#### Exercise aim:
Rewrite the part of the records that opens with the line containing "If you could put a dot on the sand in" and closes at the end of the records, changing "grateful" to "thankful" and keeping everything else the same.

┌────────

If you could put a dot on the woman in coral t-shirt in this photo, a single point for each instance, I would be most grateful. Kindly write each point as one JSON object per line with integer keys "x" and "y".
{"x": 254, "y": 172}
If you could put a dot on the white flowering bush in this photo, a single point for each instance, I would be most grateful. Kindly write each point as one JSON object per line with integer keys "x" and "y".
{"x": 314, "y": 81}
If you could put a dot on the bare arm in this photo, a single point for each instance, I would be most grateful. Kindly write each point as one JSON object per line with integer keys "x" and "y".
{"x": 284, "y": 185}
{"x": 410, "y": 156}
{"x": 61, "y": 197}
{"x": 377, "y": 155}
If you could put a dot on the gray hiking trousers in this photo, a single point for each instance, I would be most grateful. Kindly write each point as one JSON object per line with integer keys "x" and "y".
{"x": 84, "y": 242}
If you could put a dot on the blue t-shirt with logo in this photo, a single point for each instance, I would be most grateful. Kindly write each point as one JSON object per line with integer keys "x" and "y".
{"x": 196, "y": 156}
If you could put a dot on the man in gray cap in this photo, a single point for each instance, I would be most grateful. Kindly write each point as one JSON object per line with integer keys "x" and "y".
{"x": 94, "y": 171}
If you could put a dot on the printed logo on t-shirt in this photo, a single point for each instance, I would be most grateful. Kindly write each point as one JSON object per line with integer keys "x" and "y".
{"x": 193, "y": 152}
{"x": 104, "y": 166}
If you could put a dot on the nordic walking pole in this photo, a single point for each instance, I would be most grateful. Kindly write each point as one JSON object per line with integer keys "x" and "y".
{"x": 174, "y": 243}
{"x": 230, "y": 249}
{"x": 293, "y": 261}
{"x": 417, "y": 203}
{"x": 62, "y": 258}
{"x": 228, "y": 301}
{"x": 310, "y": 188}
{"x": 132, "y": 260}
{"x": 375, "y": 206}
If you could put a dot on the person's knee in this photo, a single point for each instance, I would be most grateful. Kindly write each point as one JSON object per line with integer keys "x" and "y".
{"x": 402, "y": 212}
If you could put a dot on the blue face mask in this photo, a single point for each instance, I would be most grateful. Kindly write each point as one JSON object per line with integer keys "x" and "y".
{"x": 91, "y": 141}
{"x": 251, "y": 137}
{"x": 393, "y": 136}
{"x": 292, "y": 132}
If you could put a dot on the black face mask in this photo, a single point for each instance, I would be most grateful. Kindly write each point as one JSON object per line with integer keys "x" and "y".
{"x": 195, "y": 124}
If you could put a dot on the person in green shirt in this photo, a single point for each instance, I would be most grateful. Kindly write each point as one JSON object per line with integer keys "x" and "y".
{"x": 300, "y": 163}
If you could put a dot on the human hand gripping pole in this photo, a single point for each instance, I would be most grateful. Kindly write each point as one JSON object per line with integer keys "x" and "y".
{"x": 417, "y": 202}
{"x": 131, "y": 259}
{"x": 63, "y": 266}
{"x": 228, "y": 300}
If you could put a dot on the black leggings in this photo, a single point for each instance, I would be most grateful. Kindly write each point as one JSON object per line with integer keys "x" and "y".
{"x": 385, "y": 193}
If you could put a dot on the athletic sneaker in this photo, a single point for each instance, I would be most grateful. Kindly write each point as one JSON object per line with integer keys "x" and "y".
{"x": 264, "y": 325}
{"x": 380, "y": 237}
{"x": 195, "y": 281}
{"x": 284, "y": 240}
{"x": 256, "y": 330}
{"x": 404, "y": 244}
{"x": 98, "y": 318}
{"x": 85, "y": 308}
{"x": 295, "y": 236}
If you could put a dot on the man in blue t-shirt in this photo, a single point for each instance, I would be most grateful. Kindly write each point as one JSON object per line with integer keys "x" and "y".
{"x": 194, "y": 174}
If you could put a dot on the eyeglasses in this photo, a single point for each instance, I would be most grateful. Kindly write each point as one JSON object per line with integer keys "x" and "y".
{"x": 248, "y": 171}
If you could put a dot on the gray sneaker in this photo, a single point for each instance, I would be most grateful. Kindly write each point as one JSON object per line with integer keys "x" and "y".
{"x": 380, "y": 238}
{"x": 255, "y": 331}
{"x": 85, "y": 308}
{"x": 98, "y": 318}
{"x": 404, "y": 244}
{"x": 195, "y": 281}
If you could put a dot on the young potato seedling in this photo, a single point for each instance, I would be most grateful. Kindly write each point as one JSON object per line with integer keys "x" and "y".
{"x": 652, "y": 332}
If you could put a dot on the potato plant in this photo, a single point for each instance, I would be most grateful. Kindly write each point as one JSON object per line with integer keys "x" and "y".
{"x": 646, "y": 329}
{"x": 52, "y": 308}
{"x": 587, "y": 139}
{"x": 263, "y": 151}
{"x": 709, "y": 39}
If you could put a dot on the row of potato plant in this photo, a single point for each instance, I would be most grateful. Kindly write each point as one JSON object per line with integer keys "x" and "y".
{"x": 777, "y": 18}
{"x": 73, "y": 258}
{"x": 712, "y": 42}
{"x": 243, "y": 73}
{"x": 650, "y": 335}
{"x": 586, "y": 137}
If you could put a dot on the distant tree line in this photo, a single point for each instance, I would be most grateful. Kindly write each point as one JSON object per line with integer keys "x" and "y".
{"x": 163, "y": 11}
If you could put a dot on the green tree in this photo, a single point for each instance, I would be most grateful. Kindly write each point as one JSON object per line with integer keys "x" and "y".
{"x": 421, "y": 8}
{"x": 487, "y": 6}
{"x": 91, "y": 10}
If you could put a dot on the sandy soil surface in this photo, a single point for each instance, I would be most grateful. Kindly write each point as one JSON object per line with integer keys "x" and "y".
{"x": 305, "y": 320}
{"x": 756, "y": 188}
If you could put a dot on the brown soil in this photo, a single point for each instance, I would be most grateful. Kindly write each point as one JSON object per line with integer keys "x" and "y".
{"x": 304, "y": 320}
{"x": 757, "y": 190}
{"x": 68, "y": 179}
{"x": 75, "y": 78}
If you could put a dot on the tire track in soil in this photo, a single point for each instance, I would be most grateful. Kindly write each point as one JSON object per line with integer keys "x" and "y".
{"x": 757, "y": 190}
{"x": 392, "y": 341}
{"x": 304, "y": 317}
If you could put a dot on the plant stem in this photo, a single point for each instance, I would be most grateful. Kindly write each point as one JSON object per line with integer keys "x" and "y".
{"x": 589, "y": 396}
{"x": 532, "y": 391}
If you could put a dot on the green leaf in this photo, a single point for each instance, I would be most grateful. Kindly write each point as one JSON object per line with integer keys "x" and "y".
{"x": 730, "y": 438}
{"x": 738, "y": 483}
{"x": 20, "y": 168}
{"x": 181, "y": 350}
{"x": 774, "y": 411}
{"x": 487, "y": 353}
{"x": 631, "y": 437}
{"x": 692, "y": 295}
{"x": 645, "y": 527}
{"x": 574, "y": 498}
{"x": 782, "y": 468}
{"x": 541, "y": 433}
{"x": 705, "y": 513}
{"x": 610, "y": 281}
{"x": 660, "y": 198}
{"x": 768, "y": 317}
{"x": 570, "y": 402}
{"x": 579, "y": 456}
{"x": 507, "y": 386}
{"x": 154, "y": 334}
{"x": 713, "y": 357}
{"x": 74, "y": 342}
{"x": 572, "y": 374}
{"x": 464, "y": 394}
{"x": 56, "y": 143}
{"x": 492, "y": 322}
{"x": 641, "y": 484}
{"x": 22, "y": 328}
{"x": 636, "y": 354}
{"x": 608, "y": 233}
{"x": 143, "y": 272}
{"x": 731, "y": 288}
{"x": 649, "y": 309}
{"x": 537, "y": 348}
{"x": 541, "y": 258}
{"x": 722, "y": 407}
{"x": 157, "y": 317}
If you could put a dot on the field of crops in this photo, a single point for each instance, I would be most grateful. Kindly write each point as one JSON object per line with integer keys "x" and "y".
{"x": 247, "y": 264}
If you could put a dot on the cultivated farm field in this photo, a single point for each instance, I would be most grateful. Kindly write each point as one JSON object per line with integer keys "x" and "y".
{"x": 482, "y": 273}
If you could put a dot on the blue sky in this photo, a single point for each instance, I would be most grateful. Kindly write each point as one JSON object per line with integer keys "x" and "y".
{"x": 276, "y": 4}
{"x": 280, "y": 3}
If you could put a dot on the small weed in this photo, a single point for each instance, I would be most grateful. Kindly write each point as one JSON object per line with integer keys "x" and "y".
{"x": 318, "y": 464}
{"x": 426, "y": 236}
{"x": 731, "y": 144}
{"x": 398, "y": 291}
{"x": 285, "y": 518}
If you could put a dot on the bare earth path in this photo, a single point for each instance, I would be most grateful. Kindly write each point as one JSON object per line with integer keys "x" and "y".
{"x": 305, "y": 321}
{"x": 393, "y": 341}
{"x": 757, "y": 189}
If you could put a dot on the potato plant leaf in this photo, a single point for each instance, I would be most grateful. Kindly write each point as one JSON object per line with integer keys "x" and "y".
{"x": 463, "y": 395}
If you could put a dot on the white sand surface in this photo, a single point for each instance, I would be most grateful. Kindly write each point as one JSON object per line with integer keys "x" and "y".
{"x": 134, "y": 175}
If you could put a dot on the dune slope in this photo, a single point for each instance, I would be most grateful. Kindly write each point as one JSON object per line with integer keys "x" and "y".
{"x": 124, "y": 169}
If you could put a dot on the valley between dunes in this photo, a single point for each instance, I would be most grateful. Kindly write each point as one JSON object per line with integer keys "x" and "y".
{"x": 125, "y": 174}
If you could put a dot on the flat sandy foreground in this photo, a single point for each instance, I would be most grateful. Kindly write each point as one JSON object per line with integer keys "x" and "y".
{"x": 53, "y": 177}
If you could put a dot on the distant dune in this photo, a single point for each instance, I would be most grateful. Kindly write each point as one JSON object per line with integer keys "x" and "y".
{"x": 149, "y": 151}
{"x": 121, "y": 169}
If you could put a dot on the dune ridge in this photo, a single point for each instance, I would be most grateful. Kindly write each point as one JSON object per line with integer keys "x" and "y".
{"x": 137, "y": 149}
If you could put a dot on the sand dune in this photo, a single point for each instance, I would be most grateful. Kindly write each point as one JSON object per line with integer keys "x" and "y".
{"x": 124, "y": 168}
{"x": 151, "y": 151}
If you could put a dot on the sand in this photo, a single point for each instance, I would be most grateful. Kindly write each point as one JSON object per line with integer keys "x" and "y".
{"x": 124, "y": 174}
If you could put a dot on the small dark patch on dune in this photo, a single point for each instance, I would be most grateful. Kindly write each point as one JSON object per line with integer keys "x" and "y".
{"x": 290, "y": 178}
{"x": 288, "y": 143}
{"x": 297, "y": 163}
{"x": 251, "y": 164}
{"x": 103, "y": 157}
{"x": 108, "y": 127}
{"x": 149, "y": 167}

└────────

#### Written answer:
If you could put a dot on the sand in this photo, a single point for each instance, I would be most thankful. Kindly write each point as one JSON object per line with integer keys "x" and "y".
{"x": 124, "y": 174}
If you could put a dot on the small dark patch on dune in this photo, a single point for each instance, I would be most thankful. Kindly write each point as one JSON object per line with integer keys "x" and "y".
{"x": 290, "y": 178}
{"x": 288, "y": 143}
{"x": 297, "y": 163}
{"x": 251, "y": 164}
{"x": 103, "y": 157}
{"x": 108, "y": 127}
{"x": 149, "y": 167}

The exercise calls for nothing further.